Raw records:
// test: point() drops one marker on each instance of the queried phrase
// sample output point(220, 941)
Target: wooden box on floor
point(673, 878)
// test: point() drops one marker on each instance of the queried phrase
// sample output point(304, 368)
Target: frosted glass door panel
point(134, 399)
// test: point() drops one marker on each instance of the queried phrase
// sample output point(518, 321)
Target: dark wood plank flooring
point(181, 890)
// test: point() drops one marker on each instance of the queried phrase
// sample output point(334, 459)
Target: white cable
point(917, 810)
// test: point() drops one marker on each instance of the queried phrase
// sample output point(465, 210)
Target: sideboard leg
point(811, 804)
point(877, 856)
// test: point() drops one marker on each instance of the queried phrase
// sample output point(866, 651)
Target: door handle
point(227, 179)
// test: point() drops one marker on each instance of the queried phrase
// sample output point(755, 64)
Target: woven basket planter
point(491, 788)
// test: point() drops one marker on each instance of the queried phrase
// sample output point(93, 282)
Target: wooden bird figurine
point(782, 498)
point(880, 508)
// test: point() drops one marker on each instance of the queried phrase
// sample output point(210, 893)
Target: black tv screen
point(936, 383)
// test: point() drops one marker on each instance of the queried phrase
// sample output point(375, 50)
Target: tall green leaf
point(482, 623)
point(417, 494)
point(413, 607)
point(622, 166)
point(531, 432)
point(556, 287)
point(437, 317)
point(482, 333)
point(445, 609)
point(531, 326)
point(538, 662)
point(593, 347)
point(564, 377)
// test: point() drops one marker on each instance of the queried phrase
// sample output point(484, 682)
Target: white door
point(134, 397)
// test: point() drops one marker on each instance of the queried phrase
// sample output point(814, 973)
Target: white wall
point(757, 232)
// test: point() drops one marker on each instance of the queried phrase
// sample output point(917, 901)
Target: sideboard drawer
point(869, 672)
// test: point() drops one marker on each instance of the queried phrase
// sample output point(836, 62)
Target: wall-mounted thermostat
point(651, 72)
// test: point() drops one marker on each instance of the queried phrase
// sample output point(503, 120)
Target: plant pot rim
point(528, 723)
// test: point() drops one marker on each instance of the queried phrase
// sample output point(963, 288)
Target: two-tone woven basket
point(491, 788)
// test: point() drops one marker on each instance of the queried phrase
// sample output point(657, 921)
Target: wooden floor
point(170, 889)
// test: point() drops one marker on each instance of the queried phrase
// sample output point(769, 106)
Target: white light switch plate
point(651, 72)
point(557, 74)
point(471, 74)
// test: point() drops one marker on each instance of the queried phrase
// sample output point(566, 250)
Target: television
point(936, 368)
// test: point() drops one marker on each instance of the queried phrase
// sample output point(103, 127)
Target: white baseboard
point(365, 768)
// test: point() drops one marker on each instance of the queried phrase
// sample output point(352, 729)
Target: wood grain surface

- [TASK PROMPT] Print the records above verbatim, line for line, covering all of them.

- [RESULT BELOW]
// test: point() drops one marker on each instance of the queried phrase
// sample output point(220, 941)
Target: wooden box on floor
point(673, 878)
// test: point() drops one marker on each instance of the queried phrase
// sample output point(304, 368)
Target: frosted glass door panel
point(134, 399)
// test: point() drops one marker on each instance of the queried phrase
// sample output point(518, 321)
Target: dark wood plank flooring
point(181, 890)
// test: point() drops one marker on each instance of the queried phrase
// sample output point(334, 459)
Target: white cable
point(917, 810)
// test: point() drops one marker on each instance of the queried phrase
// sample output point(465, 210)
Target: sideboard leg
point(811, 804)
point(877, 856)
// test: point() drops one marker on each instance of the queried phrase
// sample output point(866, 651)
Target: door handle
point(227, 179)
// test: point() drops one marker on each instance of the queried phrase
// sample output point(755, 64)
Target: woven basket planter
point(491, 788)
// test: point() drops one marker on each instance of the queried phrase
// sample output point(93, 282)
Target: wooden bird figurine
point(782, 498)
point(880, 508)
// test: point() drops one marker on each instance of the queried phrase
// sample output point(210, 893)
Target: black tv screen
point(936, 383)
// test: point() drops one marker on each instance of the queried phrase
// sample output point(375, 50)
Target: tall green leaf
point(482, 623)
point(417, 494)
point(413, 607)
point(622, 166)
point(531, 432)
point(556, 287)
point(437, 317)
point(482, 333)
point(445, 609)
point(531, 326)
point(538, 662)
point(593, 347)
point(564, 377)
// test: point() drops one marker on each instance of the queried phrase
// sample output point(484, 682)
Target: white door
point(134, 397)
// test: point() drops one marker on each instance of the queried phrase
// sample output point(814, 973)
Target: white wall
point(757, 232)
// test: point() drops one marker on each instance of the queried phrase
// sample output point(917, 901)
Target: sideboard drawer
point(869, 672)
// test: point() drops one marker on each instance of the queried phrase
// sample output point(836, 62)
Target: wall-mounted thermostat
point(651, 72)
// test: point() drops one marker on each instance of the queried phrase
// sample output point(503, 120)
Target: plant pot rim
point(528, 723)
// test: point() drops one marker on each instance of the queried phrase
// sample output point(963, 288)
Target: two-tone woven basket
point(491, 788)
// test: point() drops one marker on each instance of the queried phrase
// sample output point(657, 921)
Target: wooden floor
point(170, 889)
// test: point() drops one marker on each instance of the queried phrase
// sample output point(769, 106)
Target: white light switch plate
point(651, 72)
point(557, 74)
point(471, 74)
// test: point() drops one marker on each instance of the queried phrase
// sample output point(566, 250)
Target: television
point(936, 368)
// test: point() drops one marker on each instance of the queried phrase
// sample output point(103, 127)
Target: white baseboard
point(365, 768)
// test: point() drops one marker on each instance of the queried phrase
// sample output point(352, 729)
Target: wood grain surface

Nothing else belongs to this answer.